# Action item
Begin at the line containing "Place one pin on each instance of the front" in the data below and go on through the line containing "Place one pin on each instance of the traffic", repeating each line exactly; include both ends and no other line.

Start of Data for analysis

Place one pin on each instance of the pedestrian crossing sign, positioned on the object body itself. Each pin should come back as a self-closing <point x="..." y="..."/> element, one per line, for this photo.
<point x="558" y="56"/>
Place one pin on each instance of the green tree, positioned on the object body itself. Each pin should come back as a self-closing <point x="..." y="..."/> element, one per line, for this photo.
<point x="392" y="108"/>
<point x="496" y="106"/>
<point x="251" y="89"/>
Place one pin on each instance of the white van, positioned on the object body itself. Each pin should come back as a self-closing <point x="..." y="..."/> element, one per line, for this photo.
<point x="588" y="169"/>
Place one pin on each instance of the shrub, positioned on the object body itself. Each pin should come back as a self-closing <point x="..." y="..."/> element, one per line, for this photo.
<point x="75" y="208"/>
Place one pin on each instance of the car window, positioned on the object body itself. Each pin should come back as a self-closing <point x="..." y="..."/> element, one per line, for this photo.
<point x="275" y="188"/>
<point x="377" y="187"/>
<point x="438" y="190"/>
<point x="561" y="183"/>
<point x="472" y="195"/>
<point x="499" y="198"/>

End of Data for analysis
Start of Data for analysis

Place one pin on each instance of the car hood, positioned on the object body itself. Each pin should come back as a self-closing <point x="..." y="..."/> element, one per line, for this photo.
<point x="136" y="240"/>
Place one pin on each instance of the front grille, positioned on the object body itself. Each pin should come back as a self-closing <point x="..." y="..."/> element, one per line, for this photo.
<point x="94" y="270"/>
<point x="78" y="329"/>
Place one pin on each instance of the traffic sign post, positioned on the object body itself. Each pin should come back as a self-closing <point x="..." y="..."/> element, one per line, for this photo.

End of Data for analysis

# Solved exercise
Place one pin on each instance of the front grille, positioned on the object body itself. Each pin should come back as a self-closing <point x="..." y="..."/> element, one per line, for this photo.
<point x="94" y="270"/>
<point x="78" y="329"/>
Place one pin on each instance of the traffic sign post, positioned on the object body itself. Each pin should come back as a self-closing <point x="..." y="..."/> element, one per line, for this photo.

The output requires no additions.